#### [EXERCISE DETAILS]
Report each line from the records where the string "grass" turns up.

#### [RECORDS TO USE]
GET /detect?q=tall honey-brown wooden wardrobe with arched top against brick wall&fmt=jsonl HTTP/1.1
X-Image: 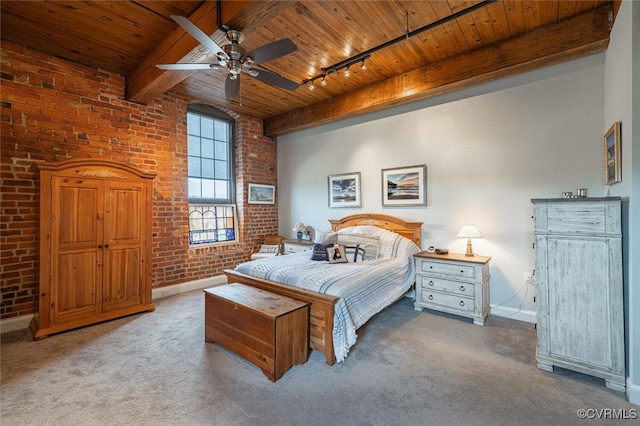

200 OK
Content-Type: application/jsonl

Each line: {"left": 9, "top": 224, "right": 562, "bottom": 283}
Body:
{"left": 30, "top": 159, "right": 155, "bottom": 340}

--

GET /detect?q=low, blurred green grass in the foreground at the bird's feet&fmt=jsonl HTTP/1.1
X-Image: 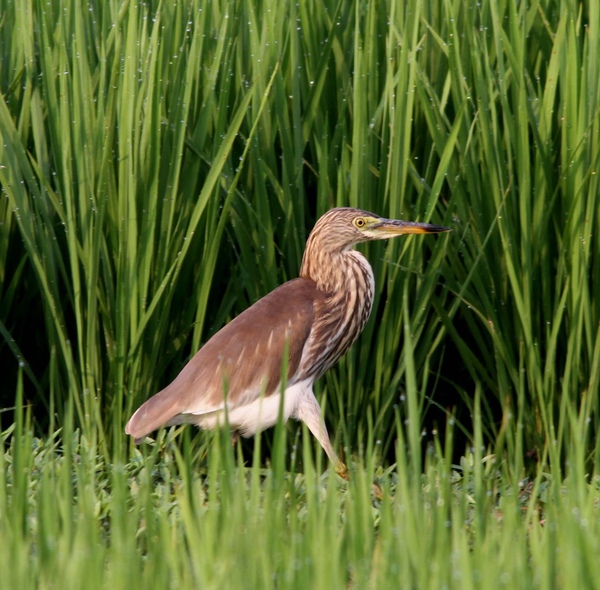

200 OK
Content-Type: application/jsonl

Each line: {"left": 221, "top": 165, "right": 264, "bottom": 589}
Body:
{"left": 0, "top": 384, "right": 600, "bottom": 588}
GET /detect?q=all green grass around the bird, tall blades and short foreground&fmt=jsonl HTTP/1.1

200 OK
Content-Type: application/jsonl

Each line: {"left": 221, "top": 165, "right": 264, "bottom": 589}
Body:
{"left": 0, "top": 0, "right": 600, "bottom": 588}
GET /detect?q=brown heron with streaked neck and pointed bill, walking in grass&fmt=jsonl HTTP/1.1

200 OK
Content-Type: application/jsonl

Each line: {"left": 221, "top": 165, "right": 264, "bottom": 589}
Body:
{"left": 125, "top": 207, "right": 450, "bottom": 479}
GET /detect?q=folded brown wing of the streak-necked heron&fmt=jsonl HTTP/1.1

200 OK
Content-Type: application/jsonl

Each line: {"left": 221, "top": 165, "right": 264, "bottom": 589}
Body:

#### [EXERCISE OUTPUT]
GET /detect?q=low, blurred green grass in the foreground at the bird's feet&fmt=jsonl HTTP/1.1
GET /detect?q=all green grass around the bird, tall blades and short foreground&fmt=jsonl HTTP/1.1
GET /detect?q=brown heron with streaked neck and pointed bill, walking in grass&fmt=jsonl HTTP/1.1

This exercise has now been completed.